▶ **ASSIGNMENT**: Transcribe each record below character for character.

[SUPPLIED ENTRIES]

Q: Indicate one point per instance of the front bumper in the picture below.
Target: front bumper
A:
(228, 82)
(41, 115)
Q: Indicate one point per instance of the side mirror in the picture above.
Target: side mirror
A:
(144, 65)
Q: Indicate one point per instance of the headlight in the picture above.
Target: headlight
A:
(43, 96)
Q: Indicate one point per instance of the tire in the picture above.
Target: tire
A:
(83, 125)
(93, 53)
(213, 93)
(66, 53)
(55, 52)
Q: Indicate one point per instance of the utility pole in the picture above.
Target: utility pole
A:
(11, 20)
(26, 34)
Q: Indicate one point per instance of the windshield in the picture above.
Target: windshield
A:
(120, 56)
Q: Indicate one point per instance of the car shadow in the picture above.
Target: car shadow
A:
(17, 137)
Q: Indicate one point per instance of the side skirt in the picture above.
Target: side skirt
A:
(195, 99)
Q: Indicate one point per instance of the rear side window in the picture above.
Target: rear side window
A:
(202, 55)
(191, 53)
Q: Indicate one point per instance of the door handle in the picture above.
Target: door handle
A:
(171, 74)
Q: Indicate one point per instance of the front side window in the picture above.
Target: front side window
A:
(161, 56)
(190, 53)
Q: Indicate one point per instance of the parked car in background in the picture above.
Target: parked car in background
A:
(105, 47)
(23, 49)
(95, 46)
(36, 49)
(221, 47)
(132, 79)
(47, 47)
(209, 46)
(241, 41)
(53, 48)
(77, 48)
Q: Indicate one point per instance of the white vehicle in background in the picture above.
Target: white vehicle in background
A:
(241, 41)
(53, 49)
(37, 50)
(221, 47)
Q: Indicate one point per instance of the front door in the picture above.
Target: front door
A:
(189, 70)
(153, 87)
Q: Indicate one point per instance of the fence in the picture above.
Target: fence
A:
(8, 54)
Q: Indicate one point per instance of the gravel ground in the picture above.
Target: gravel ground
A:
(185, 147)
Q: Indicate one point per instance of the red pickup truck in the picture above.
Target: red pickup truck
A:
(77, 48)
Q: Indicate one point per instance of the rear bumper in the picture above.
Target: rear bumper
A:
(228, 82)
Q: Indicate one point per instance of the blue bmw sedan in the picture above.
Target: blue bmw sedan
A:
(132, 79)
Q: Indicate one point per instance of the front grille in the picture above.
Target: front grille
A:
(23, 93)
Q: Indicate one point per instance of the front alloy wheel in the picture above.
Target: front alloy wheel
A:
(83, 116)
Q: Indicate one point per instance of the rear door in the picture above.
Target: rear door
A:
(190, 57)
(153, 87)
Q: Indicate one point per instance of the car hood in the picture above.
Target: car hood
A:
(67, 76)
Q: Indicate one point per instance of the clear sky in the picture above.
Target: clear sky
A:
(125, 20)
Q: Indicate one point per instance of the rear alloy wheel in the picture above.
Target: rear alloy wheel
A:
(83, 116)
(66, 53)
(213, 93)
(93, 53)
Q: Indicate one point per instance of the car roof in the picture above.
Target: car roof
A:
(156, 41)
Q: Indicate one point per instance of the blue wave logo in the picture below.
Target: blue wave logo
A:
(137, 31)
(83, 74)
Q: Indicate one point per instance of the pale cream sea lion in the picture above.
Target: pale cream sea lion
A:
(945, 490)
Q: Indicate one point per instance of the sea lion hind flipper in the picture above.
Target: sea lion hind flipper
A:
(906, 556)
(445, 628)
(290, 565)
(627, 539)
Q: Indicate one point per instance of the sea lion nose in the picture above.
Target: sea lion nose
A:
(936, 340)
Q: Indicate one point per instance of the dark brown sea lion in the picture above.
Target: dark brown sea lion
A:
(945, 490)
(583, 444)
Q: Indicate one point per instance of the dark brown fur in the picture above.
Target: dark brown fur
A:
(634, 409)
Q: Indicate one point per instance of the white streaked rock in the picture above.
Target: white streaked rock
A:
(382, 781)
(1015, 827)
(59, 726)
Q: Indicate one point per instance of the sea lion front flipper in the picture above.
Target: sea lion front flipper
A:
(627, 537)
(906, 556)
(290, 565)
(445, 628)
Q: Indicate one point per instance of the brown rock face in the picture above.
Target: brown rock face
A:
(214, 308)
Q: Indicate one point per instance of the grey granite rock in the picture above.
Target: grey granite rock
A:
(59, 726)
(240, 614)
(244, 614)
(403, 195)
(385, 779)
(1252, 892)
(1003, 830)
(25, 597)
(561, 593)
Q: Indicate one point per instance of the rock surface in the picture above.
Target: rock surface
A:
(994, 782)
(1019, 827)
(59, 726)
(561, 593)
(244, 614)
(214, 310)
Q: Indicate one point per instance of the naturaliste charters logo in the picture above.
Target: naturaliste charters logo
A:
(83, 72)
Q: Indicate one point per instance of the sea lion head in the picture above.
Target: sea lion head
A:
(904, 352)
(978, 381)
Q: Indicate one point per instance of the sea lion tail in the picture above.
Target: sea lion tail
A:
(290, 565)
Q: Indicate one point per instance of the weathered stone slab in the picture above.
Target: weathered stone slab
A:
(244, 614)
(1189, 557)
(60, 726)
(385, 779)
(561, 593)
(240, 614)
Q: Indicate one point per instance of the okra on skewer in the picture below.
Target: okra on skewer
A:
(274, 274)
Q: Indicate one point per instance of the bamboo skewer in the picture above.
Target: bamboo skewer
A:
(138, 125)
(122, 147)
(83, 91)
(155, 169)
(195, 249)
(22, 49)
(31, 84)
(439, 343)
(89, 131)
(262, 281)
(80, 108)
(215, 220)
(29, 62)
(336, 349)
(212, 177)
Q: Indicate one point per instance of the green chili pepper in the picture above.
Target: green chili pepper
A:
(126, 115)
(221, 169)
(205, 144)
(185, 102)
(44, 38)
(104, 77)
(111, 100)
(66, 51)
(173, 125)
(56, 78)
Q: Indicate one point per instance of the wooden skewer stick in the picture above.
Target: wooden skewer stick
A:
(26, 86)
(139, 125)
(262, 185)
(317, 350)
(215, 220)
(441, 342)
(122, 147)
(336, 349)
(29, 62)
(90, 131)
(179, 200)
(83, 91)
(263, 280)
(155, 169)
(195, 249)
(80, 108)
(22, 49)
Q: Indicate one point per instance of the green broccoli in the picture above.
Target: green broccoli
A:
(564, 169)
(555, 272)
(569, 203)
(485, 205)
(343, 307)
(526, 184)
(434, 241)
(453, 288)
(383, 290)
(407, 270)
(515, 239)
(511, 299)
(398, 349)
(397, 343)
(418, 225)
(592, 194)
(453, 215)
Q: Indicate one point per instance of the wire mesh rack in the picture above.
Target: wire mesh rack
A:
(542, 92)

[/SUPPLIED ENTRIES]

▶ **SOLUTION**:
Q: Indicate one point per instance of the front bumper in the picture below.
Target: front bumper
A:
(228, 82)
(41, 115)
Q: Indicate one point per instance of the side mirror in the picture above.
Target: side mirror
A:
(144, 65)
Q: Indicate one point per instance of the headlight in the picture above.
Target: headlight
A:
(43, 96)
Q: Indicate one point per instance of the tire in the picture above.
Target: tire
A:
(83, 125)
(93, 53)
(213, 93)
(66, 53)
(55, 52)
Q: Indicate one point per instance of the utility pole in the picture above.
Target: utility pole
A:
(11, 20)
(26, 34)
Q: Indicate one point per instance of the windshield in the picture above.
Target: windshield
A:
(120, 56)
Q: Indicate one point per instance of the car shadow in the picture above.
Target: car shadow
A:
(17, 137)
Q: Indicate one point per instance of the side skirt in the picture above.
Target: side skirt
A:
(195, 99)
Q: Indicate one point per instance of the rear side window in the picture above.
Target: rear side window
A:
(202, 55)
(191, 53)
Q: Indicate one point per instance of the door handle in the picture above.
Target: door handle
A:
(171, 74)
Q: Indicate one point per instance of the front side window in the picture above.
Target: front side window
A:
(161, 56)
(190, 53)
Q: Indicate one point per instance of the parked car in background in the picture above.
Target: parked car in background
A:
(105, 47)
(23, 49)
(95, 46)
(36, 49)
(221, 47)
(132, 79)
(47, 47)
(209, 46)
(241, 41)
(53, 48)
(77, 48)
Q: Indicate one point per instance of the white vehicle in background in the picture above.
Target: white vehicle in background
A:
(241, 41)
(53, 49)
(37, 50)
(221, 47)
Q: Indicate one point per instance of the front door in the picture above.
Target: front door
A:
(189, 70)
(153, 87)
Q: Indicate one point per instance of the fence in the picture above.
Target: fence
A:
(8, 54)
Q: Indicate one point per instance of the gravel ground in the picture above.
Target: gravel ground
A:
(185, 147)
Q: Indicate one point per instance of the red pickup truck in the picture above.
Target: red pickup truck
A:
(77, 48)
Q: Indicate one point per instance of the rear bumper in the picture above.
Target: rear bumper
A:
(228, 82)
Q: Indicate one point per instance of the blue bmw sedan in the picture above.
Target: blue bmw sedan
A:
(132, 79)
Q: Indicate one point per instance of the front grille in the picture above.
Target: front grille
A:
(23, 93)
Q: Indicate one point per instance of the front alloy wheel in the picture above.
Target: front alloy wheel
A:
(83, 116)
Q: Indicate one point per instance of the rear door in the picture above.
Target: rear door
A:
(190, 57)
(153, 87)
Q: Indicate one point per instance of the car hood in the picture above.
Target: car hood
A:
(67, 76)
Q: Indicate one point per instance of the clear sky in the picture above.
Target: clear sky
A:
(125, 20)
Q: Indicate one point per instance of the rear alloy wheel in the picture above.
Target: rear alloy wheel
A:
(83, 116)
(66, 53)
(213, 93)
(93, 53)
Q: Indicate one point per instance of the car roof in the picture above.
Target: car roof
A:
(156, 41)
Q: Indicate one point per instance of the blue wave logo in the picture below.
Target: blue wave logo
A:
(137, 31)
(83, 74)
Q: Indicate one point per instance of the pale cream sea lion in the picture above.
Target: pale cream sea lion
A:
(945, 490)
Q: Indicate one point per instance of the sea lion hind flipper in the picture above.
Target: sea lion hind flipper
A:
(906, 556)
(445, 628)
(290, 565)
(627, 539)
Q: Indicate one point per instance of the sea lion nose in the picture above.
Target: sea lion nose
A:
(936, 340)
Q: Indicate one point per instance of the dark brown sea lion in the picture above.
Target: dark brown sea lion
A:
(945, 490)
(583, 444)
Q: Indicate one point per instance of the dark brown fur in the picture above.
Target: dark brown fur
A:
(634, 409)
Q: Indicate one point per instance of the white streaked rock in the picture above.
Target: white streaked rock
A:
(382, 781)
(1015, 827)
(59, 726)
Q: Indicate one point per instance of the sea lion front flipper in the picture above.
Target: sea lion front flipper
A:
(627, 537)
(906, 556)
(290, 565)
(445, 628)
Q: Indicate one point per instance of the brown rock face in the picture above.
Target: brown rock face
A:
(214, 308)
Q: Indicate one point per instance of the grey granite rock in the picture above.
Target: grey granite rock
A:
(59, 726)
(240, 614)
(244, 614)
(403, 195)
(385, 779)
(1252, 892)
(1003, 830)
(25, 597)
(561, 593)
Q: Indicate one point per instance of the rock surface in the picture above.
Target: rock surface
A:
(994, 782)
(1019, 827)
(59, 726)
(561, 593)
(244, 614)
(214, 310)
Q: Indicate one point per instance of the naturaliste charters logo in the picture above.
Target: naturaliste charters logo
A:
(83, 72)
Q: Indicate one point per instance of the sea lion head in the picture above.
Target: sea lion head
A:
(904, 352)
(978, 381)
Q: Indicate one point per instance of the sea lion tail in the picture above.
Target: sea lion tail
A:
(290, 565)
Q: Indicate one point per instance of the weathered stone slab in the picture above.
Target: weathered stone slab
A:
(244, 614)
(1189, 557)
(60, 726)
(385, 779)
(561, 593)
(240, 614)
Q: Indicate one point per instance of the okra on skewer in the picture below.
Target: okra on skewer
A:
(274, 274)
Q: Indicate one point per instance of the bamboo skewer in the picture above.
Target: bamboo skewer
A:
(138, 125)
(122, 147)
(83, 91)
(155, 169)
(195, 249)
(22, 49)
(31, 84)
(439, 343)
(89, 131)
(262, 281)
(80, 108)
(215, 220)
(29, 62)
(336, 349)
(212, 177)
Q: Indicate one point per instance of the green chili pepper in the picture above.
Target: green chili pepper
A:
(126, 115)
(221, 169)
(205, 144)
(185, 102)
(44, 38)
(104, 77)
(111, 100)
(66, 51)
(173, 125)
(56, 78)
Q: Indicate one point per instance of the wooden skewer stick in the picture above.
Target: wooden skewer stick
A:
(26, 86)
(139, 125)
(262, 185)
(317, 350)
(215, 220)
(441, 342)
(122, 147)
(336, 349)
(29, 62)
(90, 131)
(179, 200)
(83, 91)
(263, 280)
(155, 169)
(195, 249)
(80, 108)
(22, 49)
Q: Indicate one point per instance of the green broccoli in the picture above.
Target: green broccoli
A:
(564, 169)
(555, 272)
(569, 203)
(485, 205)
(343, 307)
(526, 184)
(434, 241)
(453, 288)
(383, 290)
(407, 270)
(515, 239)
(511, 299)
(398, 349)
(397, 343)
(418, 225)
(592, 194)
(453, 215)
Q: Indicate one point per instance of the wire mesh rack in the picture above.
Target: wire mesh rack
A:
(542, 92)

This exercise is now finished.